If the tangent to the curve $$\sqrt{x}+\sqrt{y}=\sqrt{a}$$ at any points on it cuts the axes $$OX$$ and $$OY$$ at $$P$$ and $$Q$$ respectively then $$OP+OQ$$ is

A
$$2a$$

B
$$a$$

C
$$\displaystyle \frac{1}{2}a$$

D
none of these

Solution

Let point $$\left( p,q \right) $$ lies on curve $$\sqrt { x } +\sqrt { y } =\sqrt { a } $$
therefore $$\sqrt { p } +\sqrt { q } =\sqrt { a } $$
Now slope $$\cfrac { dy }{ dx } =-\sqrt { \cfrac { p }{ q } } $$
Equation of tangent is $$y-q=-\sqrt { \cfrac { p }{ q } } (x-p)$$
X intercept = OP = $$\sqrt { p } (\sqrt { p } +\sqrt { q } )$$
Y intercept = OQ = $$\sqrt { q } (\sqrt { p } +\sqrt { q } )$$
Hence,
OP+OQ $$=\sqrt { a } \sqrt { a } =a$$
Question 2
1 / -0

The curve $$\displaystyle \frac{x^{n}}{a^{n}}+\frac{y^{n}}{b^{n}}=2$$ touches the line $$\displaystyle \frac{x}{a}+\frac{y}{b}=2$$ at the point

A
$$(b, a)$$

B
$$(a, b)$$

C
$$(1, 1)$$

D
$$\displaystyle \left ( \frac{1}{a}, \frac{1}{b} \right )$$

Solution

Slope of curve$$\cfrac { { x }^{ n } }{ { a }^{ n } } +\cfrac { { y }^{ n } }{ { b }^{ n } } =2$$ is
$$\cfrac { dy }{ dx } =-\cfrac { { b }^{ n } }{ { a }^{ n } } \cfrac { { x }^{ n-1 } }{ { y }^{ n-1 } } $$
Slope of tangent $$\cfrac { { x } }{ { a } } +\cfrac { { y } }{ { b } } =2$$ is
$$\cfrac { dy }{ dx } =-\cfrac { { b } }{ { a } } $$
Equating both slopes, we get
$$-\cfrac { { b }^{ n } }{ { a }^{ n } } \cfrac { { x }^{ n-1 } }{ { y }^{ n-1 } } =-\cfrac { { b } }{ { a } } $$
Only $$x=a\quad y=b$$ satisfy the above equation.
____________
▸ **Written request 1**:
Answer these questions from the tangent problems excerpt.
(a) In the first problem, what value does the solution give for OP+OQ?
(b) In the first problem, which choice letter stands for "none of these"?
(c) In the second problem, what slope does the solution give for the line x/a + y/b = 2?
▸ **Written request 2**:
Reproduce the stretch of the tangent problems excerpt from "Slope of curve$$\cfrac" through "the above equation.".

[Stored entries]
____________
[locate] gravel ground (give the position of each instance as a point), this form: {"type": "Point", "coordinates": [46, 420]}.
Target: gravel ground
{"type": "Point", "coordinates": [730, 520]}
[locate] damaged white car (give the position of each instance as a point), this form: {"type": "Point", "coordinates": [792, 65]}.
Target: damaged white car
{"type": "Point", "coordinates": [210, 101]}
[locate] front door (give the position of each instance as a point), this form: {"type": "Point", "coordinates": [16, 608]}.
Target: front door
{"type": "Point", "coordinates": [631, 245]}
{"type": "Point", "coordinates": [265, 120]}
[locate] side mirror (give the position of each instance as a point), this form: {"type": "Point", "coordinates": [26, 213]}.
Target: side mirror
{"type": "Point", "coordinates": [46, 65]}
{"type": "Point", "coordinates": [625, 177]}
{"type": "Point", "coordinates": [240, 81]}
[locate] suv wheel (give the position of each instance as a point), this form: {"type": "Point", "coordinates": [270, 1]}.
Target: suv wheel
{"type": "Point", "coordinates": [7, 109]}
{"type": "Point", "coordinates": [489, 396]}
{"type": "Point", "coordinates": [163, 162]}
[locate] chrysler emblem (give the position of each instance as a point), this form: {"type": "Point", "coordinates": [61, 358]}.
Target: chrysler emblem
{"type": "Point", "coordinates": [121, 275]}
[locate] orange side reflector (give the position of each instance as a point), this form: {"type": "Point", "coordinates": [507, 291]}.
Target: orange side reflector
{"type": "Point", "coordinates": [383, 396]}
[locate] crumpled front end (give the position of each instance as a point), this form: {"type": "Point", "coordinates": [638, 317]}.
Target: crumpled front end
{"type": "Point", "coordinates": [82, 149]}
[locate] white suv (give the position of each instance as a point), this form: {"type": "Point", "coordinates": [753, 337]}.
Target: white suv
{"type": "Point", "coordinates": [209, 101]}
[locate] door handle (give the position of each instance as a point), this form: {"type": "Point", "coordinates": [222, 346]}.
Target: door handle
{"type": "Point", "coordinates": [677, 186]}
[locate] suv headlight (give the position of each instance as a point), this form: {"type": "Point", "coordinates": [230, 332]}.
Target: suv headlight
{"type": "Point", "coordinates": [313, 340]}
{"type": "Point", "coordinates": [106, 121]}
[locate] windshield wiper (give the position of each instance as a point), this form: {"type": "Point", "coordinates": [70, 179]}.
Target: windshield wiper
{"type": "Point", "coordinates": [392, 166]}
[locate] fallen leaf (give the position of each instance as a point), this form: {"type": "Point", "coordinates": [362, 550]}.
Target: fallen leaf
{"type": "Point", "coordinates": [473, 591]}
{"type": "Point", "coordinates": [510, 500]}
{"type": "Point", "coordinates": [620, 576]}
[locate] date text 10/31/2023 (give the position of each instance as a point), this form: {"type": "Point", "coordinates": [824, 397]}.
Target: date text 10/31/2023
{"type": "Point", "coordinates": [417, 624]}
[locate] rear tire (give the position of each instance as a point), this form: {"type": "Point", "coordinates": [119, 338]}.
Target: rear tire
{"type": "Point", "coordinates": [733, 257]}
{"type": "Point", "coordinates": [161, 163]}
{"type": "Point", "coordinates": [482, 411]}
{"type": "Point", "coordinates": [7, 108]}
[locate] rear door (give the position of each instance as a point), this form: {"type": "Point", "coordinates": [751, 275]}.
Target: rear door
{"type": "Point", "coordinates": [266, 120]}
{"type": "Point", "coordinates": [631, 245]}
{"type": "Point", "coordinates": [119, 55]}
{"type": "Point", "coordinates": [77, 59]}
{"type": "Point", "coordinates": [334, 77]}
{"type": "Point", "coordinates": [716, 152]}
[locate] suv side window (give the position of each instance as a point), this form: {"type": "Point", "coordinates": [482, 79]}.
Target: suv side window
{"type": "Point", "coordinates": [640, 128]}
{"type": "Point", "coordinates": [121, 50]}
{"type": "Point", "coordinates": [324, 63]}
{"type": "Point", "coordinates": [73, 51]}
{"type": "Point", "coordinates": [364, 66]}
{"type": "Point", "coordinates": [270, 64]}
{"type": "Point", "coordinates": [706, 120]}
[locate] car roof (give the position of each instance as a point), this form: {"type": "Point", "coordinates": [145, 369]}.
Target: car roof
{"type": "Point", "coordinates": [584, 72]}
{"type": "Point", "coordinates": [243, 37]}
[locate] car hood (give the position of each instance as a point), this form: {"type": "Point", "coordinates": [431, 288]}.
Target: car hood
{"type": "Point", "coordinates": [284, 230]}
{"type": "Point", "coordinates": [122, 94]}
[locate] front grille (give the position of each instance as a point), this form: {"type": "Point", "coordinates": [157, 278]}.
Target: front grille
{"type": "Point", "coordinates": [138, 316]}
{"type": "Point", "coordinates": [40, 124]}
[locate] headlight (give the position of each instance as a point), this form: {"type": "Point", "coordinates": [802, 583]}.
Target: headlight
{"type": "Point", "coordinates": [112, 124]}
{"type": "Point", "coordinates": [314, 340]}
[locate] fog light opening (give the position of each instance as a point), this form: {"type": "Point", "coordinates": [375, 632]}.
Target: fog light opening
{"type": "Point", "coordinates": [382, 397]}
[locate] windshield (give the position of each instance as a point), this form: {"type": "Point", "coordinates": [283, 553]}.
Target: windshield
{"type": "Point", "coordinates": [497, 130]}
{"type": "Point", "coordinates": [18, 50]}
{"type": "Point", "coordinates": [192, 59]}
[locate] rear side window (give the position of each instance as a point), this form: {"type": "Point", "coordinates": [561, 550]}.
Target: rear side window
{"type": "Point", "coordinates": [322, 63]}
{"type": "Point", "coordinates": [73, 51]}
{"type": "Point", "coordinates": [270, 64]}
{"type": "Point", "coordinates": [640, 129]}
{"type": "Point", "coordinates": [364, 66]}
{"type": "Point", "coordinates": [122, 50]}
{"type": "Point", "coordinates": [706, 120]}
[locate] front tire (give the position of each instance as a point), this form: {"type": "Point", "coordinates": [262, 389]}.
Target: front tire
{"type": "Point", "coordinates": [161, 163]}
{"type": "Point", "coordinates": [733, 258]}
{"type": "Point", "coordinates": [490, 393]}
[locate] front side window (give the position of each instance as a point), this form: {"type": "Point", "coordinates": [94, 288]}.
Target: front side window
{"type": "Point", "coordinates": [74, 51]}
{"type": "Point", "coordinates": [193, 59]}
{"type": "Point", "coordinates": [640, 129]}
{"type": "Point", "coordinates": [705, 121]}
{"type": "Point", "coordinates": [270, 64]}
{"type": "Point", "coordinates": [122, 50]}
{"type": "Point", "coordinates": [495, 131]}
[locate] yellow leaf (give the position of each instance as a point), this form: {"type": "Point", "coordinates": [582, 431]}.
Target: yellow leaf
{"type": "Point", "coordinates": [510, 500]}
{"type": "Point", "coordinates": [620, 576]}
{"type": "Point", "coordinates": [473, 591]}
____________
▸ **Written answer 1**:
(a) a
(b) D
(c) −b/a

▸ **Written answer 2**:
Slope of curve$$\cfrac { { x }^{ n } }{ { a }^{ n } } +\cfrac { { y }^{ n } }{ { b }^{ n } } =2$$ is
$$\cfrac { dy }{ dx } =-\cfrac { { b }^{ n } }{ { a }^{ n } } \cfrac { { x }^{ n-1 } }{ { y }^{ n-1 } } $$
Slope of tangent $$\cfrac { { x } }{ { a } } +\cfrac { { y } }{ { b } } =2$$ is
$$\cfrac { dy }{ dx } =-\cfrac { { b } }{ { a } } $$
Equating both slopes, we get
$$-\cfrac { { b }^{ n } }{ { a }^{ n } } \cfrac { { x }^{ n-1 } }{ { y }^{ n-1 } } =-\cfrac { { b } }{ { a } } $$
Only $$x=a\quad y=b$$ satisfy the above equation.